**Short problem A:** Find every line in the entries below that contains the word "boat" and copy each one in full. Matching is case-sensitive.

# Bought a buddy for Cookie, no more cuddling with Mama =(



## CookieTiel (Feb 6, 2012)

I bought a 2nd cockatiel to be a buddy for Cookie, and introduced them to each other 3 days ago. They are now sharing a cage and are having lots of fun together. Cookie is so happy to have a buddy! The problem is that she doesn't care about me anymore. When I pick her up, she doesn't want to have anything to do with me, and couldn't care less about me. Whenever she's out of the cage he calls her and she goes flying back. I took her to a neutral place to re-bond, but she could still hear him calling and kept trying to get away from me. She won't even let me give her scritches anymore!!!

Is this how it's going to be from now on?? Or is she just too excited about her new buddy and will go back to normal after this initial phase is over? Is there anything that I can do to make her want to spend more time with me!! Please help!


----------



## roxy culver (May 27, 2010)

Food bribery always works...some yummy millet will make her want to hang out with you. I never had this problem with my girl, no matter who I brought into the house she always wanted me instead. You could try covering him when you take her away so he doesn't call for her while you have her out.


----------



## CookieTiel (Feb 6, 2012)

Thanks Roxy, I will try both things that you suggested. Also, the new tiel doesn't seem interested in being tamed either. Should I keep the girl covered when I take him out, just so he can get used to me when she's not around?


----------



## roxy culver (May 27, 2010)

Yes and take him out of the room completely, away from her and the cage, both would be a distraction and make it harder to tame him. Food bribery will go a long way in taming him up as well.


----------



## smays810 (Dec 27, 2011)

Wow I'm sorry this happened to you. That is my fear about getting another bird because I love the one I have know and I would be heart broken if she didn't want me anymore. I hope everything works out for you and you get your bond back.


----------



## CookieTiel (Feb 6, 2012)

roxy culver said:


> Yes and take him out of the room completely, away from her and the cage, both would be a distraction and make it harder to tame him. Food bribery will go a long way in taming him up as well.



will do! He is already eating sunflower seeds from my hand, although he bites my finger sometimes lol.


----------



## CookieTiel (Feb 6, 2012)

smays810 said:


> Wow I'm sorry this happened to you. That is my fear about getting another bird because I love the one I have know and I would be heart broken if she didn't want me anymore. I hope everything works out for you and you get your bond back.

**Given records:**
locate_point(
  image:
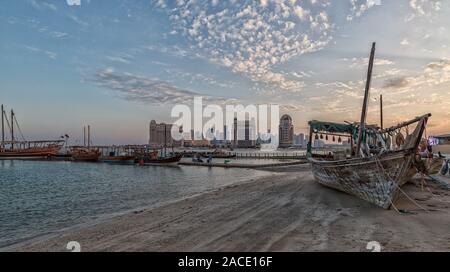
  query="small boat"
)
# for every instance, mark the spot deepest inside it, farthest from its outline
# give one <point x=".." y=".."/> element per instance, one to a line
<point x="217" y="154"/>
<point x="29" y="153"/>
<point x="85" y="155"/>
<point x="381" y="161"/>
<point x="120" y="159"/>
<point x="24" y="149"/>
<point x="169" y="160"/>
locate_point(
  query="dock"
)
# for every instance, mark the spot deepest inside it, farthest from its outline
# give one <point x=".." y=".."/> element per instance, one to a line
<point x="243" y="165"/>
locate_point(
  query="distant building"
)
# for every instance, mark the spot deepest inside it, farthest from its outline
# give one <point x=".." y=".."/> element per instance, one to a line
<point x="286" y="131"/>
<point x="299" y="140"/>
<point x="160" y="135"/>
<point x="318" y="143"/>
<point x="244" y="133"/>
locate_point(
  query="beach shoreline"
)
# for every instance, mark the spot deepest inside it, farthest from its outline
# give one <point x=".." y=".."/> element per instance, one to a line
<point x="282" y="212"/>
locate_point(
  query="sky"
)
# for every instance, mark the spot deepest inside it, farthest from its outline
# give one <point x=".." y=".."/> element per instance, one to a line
<point x="118" y="64"/>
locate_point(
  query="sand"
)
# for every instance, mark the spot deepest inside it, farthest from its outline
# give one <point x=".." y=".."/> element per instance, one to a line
<point x="284" y="212"/>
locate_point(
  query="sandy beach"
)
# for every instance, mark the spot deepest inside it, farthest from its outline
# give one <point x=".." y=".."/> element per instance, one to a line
<point x="287" y="211"/>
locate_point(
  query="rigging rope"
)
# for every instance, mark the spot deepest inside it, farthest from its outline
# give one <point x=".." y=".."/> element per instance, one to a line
<point x="20" y="131"/>
<point x="379" y="165"/>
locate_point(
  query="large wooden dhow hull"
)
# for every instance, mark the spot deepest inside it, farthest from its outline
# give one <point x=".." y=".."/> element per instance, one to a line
<point x="376" y="180"/>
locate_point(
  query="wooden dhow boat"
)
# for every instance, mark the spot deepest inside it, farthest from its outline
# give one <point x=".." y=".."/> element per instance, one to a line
<point x="119" y="159"/>
<point x="81" y="154"/>
<point x="23" y="149"/>
<point x="381" y="160"/>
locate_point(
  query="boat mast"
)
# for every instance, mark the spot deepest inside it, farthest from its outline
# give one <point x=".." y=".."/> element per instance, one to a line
<point x="165" y="140"/>
<point x="362" y="124"/>
<point x="381" y="111"/>
<point x="12" y="129"/>
<point x="3" y="128"/>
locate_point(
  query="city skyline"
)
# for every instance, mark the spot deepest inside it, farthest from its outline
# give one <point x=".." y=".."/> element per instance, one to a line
<point x="120" y="64"/>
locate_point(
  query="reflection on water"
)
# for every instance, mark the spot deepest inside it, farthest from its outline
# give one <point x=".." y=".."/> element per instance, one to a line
<point x="40" y="197"/>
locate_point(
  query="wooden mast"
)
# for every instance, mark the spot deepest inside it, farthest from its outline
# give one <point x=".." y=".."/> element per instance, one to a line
<point x="3" y="127"/>
<point x="12" y="129"/>
<point x="381" y="111"/>
<point x="362" y="124"/>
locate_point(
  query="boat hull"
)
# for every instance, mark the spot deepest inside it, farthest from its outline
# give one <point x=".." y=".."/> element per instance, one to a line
<point x="376" y="180"/>
<point x="31" y="153"/>
<point x="127" y="160"/>
<point x="163" y="161"/>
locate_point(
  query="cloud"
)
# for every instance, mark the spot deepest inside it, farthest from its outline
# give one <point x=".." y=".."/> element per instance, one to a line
<point x="78" y="21"/>
<point x="434" y="73"/>
<point x="73" y="2"/>
<point x="425" y="7"/>
<point x="150" y="91"/>
<point x="43" y="5"/>
<point x="49" y="54"/>
<point x="404" y="42"/>
<point x="364" y="62"/>
<point x="118" y="59"/>
<point x="252" y="37"/>
<point x="398" y="82"/>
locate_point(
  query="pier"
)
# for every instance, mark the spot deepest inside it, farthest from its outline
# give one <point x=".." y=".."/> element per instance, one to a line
<point x="243" y="165"/>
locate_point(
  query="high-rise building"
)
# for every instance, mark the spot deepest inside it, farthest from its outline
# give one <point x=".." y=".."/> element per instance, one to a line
<point x="160" y="135"/>
<point x="299" y="140"/>
<point x="244" y="133"/>
<point x="286" y="131"/>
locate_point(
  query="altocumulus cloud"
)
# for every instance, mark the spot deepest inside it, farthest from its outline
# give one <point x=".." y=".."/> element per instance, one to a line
<point x="252" y="37"/>
<point x="151" y="91"/>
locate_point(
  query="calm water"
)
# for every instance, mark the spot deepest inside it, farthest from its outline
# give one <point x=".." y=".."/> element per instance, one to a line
<point x="40" y="197"/>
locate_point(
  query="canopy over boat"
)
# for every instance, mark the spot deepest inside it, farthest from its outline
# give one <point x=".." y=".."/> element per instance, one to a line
<point x="319" y="126"/>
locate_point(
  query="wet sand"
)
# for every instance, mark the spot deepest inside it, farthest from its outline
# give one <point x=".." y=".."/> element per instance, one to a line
<point x="285" y="212"/>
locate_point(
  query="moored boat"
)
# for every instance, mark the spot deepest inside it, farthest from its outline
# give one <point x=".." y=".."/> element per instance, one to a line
<point x="29" y="153"/>
<point x="380" y="162"/>
<point x="121" y="159"/>
<point x="169" y="160"/>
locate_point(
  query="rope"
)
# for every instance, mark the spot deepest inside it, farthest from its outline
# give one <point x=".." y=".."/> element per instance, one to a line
<point x="20" y="131"/>
<point x="433" y="195"/>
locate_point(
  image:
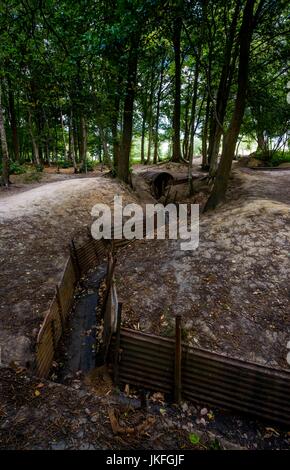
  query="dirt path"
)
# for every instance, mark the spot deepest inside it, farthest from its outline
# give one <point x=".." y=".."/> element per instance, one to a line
<point x="233" y="292"/>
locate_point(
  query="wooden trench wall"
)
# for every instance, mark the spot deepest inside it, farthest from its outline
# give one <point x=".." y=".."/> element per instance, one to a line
<point x="81" y="259"/>
<point x="163" y="364"/>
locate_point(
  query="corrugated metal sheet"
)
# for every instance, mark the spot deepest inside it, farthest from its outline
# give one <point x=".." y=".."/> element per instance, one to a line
<point x="148" y="361"/>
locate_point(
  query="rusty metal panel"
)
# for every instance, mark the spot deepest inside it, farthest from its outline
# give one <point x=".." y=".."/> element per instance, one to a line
<point x="148" y="361"/>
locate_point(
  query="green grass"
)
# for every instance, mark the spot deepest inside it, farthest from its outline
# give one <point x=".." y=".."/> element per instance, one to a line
<point x="273" y="158"/>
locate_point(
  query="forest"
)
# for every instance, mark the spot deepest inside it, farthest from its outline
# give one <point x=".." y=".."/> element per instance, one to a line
<point x="82" y="83"/>
<point x="133" y="343"/>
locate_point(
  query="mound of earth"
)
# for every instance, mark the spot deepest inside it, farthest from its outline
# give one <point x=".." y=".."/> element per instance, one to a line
<point x="36" y="227"/>
<point x="233" y="291"/>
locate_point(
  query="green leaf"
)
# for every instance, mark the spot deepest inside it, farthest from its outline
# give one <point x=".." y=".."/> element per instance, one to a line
<point x="194" y="439"/>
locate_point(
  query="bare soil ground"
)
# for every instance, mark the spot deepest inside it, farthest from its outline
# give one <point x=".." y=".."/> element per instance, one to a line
<point x="38" y="415"/>
<point x="36" y="227"/>
<point x="233" y="292"/>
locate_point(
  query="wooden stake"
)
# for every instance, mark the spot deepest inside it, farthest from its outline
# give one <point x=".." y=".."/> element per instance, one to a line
<point x="117" y="345"/>
<point x="177" y="368"/>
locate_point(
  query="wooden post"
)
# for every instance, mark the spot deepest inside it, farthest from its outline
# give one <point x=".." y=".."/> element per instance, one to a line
<point x="117" y="345"/>
<point x="60" y="309"/>
<point x="93" y="241"/>
<point x="52" y="329"/>
<point x="177" y="365"/>
<point x="75" y="260"/>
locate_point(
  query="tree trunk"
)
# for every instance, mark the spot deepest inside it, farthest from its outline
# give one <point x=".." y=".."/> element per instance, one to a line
<point x="71" y="152"/>
<point x="156" y="134"/>
<point x="4" y="147"/>
<point x="13" y="122"/>
<point x="124" y="160"/>
<point x="63" y="136"/>
<point x="143" y="137"/>
<point x="231" y="136"/>
<point x="107" y="160"/>
<point x="176" y="155"/>
<point x="223" y="94"/>
<point x="192" y="129"/>
<point x="83" y="144"/>
<point x="204" y="164"/>
<point x="33" y="140"/>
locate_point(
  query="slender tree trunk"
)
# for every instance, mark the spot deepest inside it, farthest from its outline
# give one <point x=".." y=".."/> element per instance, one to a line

**Short problem B:** Write the next part of the forum thread about Cookie and the new cockatiel, starting right after the last message shown above.

**Reply A:**
  query="small boat"
  query="wooden dhow boat"
  query="boat mast"
  query="boat hull"
  query="canopy over boat"
  query="moored boat"

**Reply B:**
Thanks! Will keep trying. I don't think she was completely bonded with me yet, though. I've had her for 3.5 months, and felt bad to leave her alone at home while I was at work, so I decided to get her a buddy. She is definitely happier now, but she won't stay with me anymore. Maybe when he is tamed they will both love me


----------



## meaggiedear (Nov 20, 2011)

my grey won't go anywhere without ama. but ama is a baby and still loves contact with me, so she comes willingly and he follows. you might want to try one on one time with both of them and see if one or the other is more willing to be a buddy to you and the other will follow him/her.


----------



## CookieTiel (Feb 6, 2012)

meaggiedear said:


> my grey won't go anywhere without ama. but ama is a baby and still loves contact with me, so she comes willingly and he follows. you might want to try one on one time with both of them and see if one or the other is more willing to be a buddy to you and the other will follow him/her.


yeah I think I will try this after I tame the guy. Right now he is doing everything that cookie does and she is bossing him around. I think she is very excited to have a buddy.


----------



## CookieTiel (Feb 6, 2012)

Just an update: I took Cookie out of the cage and covered it with the little guy inside, and she let me scratch her head! She acted normal like she used to before I got him. But then SHE called out to him, and he responded, and she went flying back to the cage.


----------



## meaggiedear (Nov 20, 2011)

CookieTiel said:


> yeah I think I will try this after I tame the guy. Right now he is doing everything that cookie does and she is bossing him around. I think she is very excited to have a buddy.


you will probably have better luck with the little guy. grey and i have been together for five months and he picks ama over everything else every time. lol. i've only had ama for two weeks and she willing comes to me (picks me over grey), so time will tell once you get your little boy trained.


----------



## CookieTiel (Feb 6, 2012)

meaggiedear said:


> you will probably have better luck with the little guy. grey and i have been together for five months and he picks ama over everything else every time. lol. i've only had ama for two weeks and she willing comes to me (picks me over grey), so time will tell once you get your little boy trained.


aww that's so cute!!! My little guy is already eating seeds from my hand, but only when Cookie is around. When she is not he freaks out. I think I will start taming him without Cookie. Then I'll do the one on one time with both of them and see which one is more likely to bond with me. I don't know, but the boy's personality seems to be more independent, so I don't know if he will be as cuddly as Cookie. But only if Cookie can return to her normal self I'll be happy  (by the way, I love the name Ama)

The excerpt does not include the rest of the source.